> _Information given_:
—————
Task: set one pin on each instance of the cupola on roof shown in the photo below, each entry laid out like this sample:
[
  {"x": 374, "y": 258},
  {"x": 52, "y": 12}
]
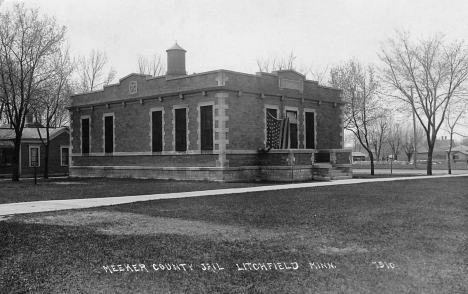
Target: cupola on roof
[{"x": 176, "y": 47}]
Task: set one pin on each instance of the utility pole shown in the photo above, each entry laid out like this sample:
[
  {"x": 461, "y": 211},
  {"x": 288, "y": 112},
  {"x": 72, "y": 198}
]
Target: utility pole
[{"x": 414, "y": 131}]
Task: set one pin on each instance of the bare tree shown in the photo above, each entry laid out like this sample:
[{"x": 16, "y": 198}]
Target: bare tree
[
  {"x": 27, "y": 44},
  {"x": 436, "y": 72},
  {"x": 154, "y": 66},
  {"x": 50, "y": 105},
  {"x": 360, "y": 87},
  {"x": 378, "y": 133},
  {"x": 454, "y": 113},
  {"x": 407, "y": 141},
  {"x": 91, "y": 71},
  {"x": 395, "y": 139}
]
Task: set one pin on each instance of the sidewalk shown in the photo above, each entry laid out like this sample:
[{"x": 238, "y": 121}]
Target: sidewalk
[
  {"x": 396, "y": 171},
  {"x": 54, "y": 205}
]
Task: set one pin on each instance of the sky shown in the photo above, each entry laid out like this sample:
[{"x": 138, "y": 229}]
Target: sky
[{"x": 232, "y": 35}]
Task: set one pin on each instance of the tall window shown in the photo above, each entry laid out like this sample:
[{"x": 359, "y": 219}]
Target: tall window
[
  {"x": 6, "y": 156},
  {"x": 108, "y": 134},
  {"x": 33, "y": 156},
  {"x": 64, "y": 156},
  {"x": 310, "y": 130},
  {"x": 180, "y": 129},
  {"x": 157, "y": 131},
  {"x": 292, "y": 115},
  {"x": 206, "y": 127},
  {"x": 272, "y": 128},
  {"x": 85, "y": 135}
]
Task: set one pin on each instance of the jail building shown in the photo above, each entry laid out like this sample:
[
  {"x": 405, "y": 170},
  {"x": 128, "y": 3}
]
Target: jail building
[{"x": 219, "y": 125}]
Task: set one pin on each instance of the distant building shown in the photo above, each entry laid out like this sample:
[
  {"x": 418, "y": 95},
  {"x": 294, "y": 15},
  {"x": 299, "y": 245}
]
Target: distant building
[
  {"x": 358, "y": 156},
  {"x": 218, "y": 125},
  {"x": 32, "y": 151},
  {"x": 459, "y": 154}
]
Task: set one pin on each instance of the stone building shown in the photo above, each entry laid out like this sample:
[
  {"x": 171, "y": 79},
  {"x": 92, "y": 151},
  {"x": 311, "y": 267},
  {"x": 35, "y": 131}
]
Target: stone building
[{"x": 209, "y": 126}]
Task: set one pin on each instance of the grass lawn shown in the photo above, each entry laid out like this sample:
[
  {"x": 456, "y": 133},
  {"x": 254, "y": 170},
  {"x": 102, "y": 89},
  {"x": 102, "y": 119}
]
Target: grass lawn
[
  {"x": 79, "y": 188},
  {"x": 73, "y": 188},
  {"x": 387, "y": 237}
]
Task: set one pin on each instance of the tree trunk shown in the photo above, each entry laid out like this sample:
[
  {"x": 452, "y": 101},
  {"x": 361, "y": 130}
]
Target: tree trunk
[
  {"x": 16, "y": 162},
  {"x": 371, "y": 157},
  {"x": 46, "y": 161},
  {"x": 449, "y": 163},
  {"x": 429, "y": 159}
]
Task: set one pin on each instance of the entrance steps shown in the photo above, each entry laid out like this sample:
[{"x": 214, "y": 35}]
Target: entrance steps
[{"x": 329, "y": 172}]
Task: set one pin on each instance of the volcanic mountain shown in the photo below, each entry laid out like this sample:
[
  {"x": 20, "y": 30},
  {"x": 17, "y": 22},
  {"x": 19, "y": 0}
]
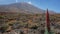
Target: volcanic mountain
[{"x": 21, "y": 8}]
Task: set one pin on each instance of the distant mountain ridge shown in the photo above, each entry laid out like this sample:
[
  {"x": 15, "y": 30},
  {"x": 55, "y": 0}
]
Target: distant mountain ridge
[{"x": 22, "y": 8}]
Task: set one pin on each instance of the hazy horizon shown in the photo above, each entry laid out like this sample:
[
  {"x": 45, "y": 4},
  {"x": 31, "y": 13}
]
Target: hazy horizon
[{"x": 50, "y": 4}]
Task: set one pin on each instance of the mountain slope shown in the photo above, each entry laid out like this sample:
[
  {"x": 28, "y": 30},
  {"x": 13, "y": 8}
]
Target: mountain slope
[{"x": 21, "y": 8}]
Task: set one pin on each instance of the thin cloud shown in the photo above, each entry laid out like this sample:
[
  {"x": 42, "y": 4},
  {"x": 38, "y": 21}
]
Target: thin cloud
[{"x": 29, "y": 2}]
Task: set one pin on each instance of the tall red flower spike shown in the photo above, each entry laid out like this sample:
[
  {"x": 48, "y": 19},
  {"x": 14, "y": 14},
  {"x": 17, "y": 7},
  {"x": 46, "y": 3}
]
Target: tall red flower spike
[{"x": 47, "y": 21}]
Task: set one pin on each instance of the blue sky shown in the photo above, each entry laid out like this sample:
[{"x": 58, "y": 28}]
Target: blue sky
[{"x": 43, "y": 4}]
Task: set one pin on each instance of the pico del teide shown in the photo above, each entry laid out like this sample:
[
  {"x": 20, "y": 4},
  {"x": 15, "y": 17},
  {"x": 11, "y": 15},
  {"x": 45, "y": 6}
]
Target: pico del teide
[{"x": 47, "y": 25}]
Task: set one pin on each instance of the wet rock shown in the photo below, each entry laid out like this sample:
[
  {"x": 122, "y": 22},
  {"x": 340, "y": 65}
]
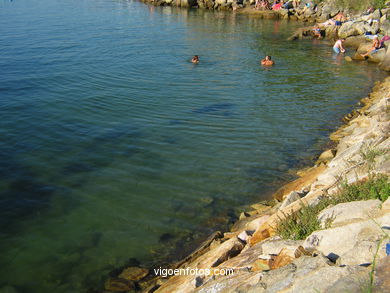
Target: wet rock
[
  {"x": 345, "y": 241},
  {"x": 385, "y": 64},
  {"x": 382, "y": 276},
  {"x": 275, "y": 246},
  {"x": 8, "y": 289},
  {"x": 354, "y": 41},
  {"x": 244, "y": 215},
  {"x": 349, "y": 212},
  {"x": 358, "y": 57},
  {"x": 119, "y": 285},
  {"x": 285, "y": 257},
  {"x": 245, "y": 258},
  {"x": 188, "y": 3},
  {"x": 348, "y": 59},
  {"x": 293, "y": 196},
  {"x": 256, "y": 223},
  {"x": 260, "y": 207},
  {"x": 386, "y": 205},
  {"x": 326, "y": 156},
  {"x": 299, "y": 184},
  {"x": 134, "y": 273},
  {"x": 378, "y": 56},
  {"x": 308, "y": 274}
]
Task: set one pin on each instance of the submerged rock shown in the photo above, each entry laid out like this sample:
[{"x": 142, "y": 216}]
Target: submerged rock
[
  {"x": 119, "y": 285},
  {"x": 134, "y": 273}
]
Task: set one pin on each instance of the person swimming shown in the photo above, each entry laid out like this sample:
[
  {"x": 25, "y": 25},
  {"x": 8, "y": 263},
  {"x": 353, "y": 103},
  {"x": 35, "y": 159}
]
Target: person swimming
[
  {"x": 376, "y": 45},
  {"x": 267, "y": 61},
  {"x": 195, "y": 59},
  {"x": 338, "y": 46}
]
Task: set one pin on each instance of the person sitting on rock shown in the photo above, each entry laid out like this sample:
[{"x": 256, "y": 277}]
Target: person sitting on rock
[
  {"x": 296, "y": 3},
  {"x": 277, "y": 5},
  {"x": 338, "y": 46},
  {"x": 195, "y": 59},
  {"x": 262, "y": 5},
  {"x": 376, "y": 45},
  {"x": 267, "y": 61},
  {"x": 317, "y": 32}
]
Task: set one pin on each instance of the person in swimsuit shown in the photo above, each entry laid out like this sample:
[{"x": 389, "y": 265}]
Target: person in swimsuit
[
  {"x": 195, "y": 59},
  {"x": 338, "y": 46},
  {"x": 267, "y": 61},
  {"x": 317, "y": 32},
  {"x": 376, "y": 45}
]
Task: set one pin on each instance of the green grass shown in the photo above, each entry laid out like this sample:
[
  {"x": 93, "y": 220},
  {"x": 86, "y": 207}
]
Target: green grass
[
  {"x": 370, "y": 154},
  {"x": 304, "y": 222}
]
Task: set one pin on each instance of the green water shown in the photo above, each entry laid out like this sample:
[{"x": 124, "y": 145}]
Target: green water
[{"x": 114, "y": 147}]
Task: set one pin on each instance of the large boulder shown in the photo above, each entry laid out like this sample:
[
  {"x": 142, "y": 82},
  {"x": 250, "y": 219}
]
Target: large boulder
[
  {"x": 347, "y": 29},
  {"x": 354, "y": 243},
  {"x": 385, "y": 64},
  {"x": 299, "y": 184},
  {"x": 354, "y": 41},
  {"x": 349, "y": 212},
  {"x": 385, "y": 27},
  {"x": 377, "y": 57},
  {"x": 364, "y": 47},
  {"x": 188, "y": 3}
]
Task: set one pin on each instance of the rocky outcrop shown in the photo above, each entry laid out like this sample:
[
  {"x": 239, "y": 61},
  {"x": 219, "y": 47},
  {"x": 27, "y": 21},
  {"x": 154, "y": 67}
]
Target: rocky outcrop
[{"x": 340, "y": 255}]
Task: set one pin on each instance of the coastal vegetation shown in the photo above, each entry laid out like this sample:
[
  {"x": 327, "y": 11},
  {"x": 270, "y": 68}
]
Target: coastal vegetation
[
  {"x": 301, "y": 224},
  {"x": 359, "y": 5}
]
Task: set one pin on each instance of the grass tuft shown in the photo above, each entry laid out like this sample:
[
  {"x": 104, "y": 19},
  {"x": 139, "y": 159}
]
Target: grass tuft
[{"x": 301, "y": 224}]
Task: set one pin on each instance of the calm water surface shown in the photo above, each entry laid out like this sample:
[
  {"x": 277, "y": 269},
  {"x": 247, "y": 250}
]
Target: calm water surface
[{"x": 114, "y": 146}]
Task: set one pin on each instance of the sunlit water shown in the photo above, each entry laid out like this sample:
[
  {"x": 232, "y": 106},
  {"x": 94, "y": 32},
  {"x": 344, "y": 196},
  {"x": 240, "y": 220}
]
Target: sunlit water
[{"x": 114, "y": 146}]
—————
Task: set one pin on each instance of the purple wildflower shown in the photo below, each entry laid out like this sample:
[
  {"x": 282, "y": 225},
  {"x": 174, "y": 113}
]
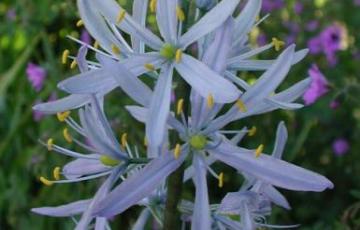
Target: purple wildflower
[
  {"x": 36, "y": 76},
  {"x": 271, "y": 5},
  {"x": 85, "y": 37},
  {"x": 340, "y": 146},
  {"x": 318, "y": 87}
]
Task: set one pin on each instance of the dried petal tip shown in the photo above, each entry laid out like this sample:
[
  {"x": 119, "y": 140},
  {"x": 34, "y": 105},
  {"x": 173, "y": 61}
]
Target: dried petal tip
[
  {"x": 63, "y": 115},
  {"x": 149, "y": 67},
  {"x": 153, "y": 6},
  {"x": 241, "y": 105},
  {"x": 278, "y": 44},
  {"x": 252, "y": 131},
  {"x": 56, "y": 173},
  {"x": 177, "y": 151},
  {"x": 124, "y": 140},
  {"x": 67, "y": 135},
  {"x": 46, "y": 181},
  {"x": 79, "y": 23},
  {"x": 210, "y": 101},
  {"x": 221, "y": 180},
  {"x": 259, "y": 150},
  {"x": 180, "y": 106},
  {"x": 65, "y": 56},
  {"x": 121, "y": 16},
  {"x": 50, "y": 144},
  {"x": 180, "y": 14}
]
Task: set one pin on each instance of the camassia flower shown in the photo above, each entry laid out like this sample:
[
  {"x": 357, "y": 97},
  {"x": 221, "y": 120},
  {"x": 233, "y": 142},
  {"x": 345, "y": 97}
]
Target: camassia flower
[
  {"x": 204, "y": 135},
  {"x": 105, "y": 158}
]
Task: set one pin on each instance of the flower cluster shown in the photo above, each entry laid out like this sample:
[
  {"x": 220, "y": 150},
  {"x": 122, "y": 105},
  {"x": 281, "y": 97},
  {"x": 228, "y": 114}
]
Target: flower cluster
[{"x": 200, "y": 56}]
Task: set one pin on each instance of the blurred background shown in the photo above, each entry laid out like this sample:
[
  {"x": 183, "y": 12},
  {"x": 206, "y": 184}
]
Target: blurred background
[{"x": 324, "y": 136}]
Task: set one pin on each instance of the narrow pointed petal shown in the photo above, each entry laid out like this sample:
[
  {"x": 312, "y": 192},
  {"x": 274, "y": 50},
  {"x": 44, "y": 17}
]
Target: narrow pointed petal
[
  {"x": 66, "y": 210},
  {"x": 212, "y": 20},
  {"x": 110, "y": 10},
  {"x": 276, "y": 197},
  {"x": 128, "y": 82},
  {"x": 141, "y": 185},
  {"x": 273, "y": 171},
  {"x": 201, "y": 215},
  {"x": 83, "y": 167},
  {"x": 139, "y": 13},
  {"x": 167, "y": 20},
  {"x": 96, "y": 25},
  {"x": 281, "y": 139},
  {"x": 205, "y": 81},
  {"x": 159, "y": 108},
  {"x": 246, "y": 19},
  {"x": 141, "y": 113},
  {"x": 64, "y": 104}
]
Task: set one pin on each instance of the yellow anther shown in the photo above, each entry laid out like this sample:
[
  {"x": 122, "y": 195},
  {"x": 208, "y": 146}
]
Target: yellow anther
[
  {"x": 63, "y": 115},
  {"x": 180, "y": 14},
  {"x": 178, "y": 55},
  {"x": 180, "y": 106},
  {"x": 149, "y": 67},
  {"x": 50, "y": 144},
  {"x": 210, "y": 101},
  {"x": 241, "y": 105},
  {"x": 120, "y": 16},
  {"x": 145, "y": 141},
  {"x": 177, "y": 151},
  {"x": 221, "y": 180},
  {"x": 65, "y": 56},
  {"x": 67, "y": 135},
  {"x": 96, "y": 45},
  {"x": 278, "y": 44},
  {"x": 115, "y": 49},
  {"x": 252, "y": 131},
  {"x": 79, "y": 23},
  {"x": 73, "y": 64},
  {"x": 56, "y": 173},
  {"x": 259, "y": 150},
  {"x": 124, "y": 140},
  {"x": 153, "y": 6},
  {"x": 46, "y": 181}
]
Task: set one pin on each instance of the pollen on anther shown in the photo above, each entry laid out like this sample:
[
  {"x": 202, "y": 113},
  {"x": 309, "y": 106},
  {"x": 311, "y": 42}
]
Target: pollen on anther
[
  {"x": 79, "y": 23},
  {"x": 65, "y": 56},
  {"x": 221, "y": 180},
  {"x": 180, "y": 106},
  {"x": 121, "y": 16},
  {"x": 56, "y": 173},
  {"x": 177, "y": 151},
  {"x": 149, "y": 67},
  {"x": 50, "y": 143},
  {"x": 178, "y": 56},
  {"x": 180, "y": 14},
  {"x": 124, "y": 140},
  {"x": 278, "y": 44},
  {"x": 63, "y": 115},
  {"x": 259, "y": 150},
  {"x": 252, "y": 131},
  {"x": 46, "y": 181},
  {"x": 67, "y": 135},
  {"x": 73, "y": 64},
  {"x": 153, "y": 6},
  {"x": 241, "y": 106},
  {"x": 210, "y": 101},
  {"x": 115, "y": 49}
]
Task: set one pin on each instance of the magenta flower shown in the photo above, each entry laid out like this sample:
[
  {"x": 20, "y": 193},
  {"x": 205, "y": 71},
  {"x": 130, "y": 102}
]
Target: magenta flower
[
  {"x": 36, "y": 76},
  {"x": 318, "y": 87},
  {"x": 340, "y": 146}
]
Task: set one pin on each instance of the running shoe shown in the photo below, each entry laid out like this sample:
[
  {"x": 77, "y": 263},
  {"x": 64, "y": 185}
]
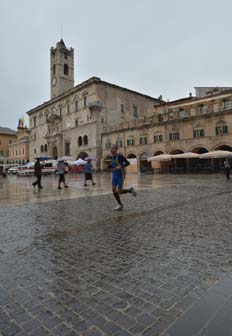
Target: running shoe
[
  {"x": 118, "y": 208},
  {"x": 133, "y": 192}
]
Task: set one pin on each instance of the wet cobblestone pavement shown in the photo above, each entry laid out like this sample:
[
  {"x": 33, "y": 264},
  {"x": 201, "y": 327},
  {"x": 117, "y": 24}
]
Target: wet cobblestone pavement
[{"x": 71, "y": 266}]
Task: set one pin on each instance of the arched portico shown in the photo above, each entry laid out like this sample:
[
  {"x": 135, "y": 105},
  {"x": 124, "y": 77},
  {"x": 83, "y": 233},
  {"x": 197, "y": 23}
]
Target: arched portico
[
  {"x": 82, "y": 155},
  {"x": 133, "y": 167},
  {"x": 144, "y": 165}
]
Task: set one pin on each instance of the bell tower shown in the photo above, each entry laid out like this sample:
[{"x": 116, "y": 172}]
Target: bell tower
—————
> _Exercise description_: Take from the listing every line in which the word "tower" appears.

> _Response area_:
Task: set one pin on each instance of the bell tower shown in the photo above, each entry laid out like this sample:
Target: bell tower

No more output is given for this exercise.